I mean it as a serious empirical question. If it makes a substantial
difference, it would be worth making the API a bit more complicated.
If it gains something like 1% in performance, I am not so it makes
sense to introduce a new type of post processor.
I applied your patch and then changed HTML_PREPROCESSOR to work as a
"text" preprocessor, but this gave me no performance improvement on
the "markdown-test". I am attaching the output of test-markdown.py
with repeat set to 100 times (i.e., 10x the default value. (The gray
numbers are values for pre-patch version.)
I do understand that this may not be a fair test. Can you send me one
that shows more of a difference.
test-markdown.py by default runs all the files in a directory without
any extensions. However, if the directory name starts with "ext-x-"
then whatever follows "-x-" is taken as a "-"-delimited llist of
extensions. So, if you write an extention "foo" which uses text
preprocessors, the test cases this extension should go under
"ext-x-foo"
(The reason there are no "ext-x" test directories in SVN is that I
started making them, discovered that the wikilinks extension is broken
in the new version and haven't had time to fix it since March.)

▸ **WHAT YOU NEED TO DO**
Reproduce the passage about text preprocessors and test-markdown.py in full, word for word.

▸ **DATA EXTRACT**

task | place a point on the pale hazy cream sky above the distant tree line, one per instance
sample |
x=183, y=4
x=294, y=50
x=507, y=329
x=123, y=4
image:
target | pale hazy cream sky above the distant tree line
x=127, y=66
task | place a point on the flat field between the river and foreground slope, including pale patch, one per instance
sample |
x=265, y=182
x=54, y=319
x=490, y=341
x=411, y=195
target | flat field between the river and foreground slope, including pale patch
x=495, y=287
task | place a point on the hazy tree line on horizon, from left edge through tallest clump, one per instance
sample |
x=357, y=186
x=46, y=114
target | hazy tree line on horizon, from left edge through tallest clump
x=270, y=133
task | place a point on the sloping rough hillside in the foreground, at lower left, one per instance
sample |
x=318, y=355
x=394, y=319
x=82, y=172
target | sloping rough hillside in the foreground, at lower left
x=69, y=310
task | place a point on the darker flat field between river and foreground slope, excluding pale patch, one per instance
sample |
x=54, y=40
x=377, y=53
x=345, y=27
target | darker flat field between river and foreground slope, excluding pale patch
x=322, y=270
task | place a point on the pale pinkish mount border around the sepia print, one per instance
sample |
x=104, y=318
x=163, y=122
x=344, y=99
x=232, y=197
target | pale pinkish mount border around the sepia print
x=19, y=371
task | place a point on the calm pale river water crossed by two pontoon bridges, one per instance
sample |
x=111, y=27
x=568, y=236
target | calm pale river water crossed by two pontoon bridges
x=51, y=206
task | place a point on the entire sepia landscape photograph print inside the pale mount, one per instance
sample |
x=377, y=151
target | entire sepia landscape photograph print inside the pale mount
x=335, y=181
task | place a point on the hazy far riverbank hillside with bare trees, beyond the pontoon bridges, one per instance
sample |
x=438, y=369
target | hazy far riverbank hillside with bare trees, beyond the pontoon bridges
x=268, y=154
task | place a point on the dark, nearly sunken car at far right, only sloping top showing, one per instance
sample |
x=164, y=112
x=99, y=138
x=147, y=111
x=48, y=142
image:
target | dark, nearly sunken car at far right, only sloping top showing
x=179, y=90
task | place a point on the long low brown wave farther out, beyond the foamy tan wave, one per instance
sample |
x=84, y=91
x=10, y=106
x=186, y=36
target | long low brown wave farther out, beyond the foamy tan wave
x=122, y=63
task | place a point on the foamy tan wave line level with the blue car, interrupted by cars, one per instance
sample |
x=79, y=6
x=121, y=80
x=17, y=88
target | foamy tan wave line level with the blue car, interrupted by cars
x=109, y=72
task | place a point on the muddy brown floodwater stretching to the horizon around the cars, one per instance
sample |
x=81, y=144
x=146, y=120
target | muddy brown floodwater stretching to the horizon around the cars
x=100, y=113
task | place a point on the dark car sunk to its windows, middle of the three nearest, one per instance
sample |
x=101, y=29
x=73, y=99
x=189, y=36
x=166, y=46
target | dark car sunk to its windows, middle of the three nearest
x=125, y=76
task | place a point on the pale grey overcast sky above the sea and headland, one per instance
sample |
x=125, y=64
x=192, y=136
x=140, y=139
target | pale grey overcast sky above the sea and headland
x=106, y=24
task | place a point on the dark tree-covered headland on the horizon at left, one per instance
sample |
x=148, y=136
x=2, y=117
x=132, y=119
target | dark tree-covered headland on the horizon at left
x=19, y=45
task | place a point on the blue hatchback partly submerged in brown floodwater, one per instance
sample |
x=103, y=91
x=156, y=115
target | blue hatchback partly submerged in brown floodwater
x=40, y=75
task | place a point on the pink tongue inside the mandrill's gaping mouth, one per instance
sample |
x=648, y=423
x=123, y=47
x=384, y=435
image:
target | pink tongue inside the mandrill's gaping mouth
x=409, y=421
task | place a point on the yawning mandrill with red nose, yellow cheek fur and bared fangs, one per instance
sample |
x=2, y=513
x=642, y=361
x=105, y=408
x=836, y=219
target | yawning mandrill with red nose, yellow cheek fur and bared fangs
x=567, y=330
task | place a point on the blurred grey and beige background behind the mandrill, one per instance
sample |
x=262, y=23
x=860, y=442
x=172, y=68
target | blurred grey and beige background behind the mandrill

▸ **EXERCISE OUTPUT**
I mean it as a serious empirical question. If it makes a substantial
difference, it would be worth making the API a bit more complicated.
If it gains something like 1% in performance, I am not so it makes
sense to introduce a new type of post processor.
I applied your patch and then changed HTML_PREPROCESSOR to work as a
"text" preprocessor, but this gave me no performance improvement on
the "markdown-test". I am attaching the output of test-markdown.py
with repeat set to 100 times (i.e., 10x the default value. (The gray
numbers are values for pre-patch version.)
I do understand that this may not be a fair test. Can you send me one
that shows more of a difference.
test-markdown.py by default runs all the files in a directory without
any extensions. However, if the directory name starts with "ext-x-"
then whatever follows "-x-" is taken as a "-"-delimited llist of
extensions. So, if you write an extention "foo" which uses text
preprocessors, the test cases this extension should go under
"ext-x-foo"
(The reason there are no "ext-x" test directories in SVN is that I
started making them, discovered that the wikilinks extension is broken
in the new version and haven't had time to fix it since March.)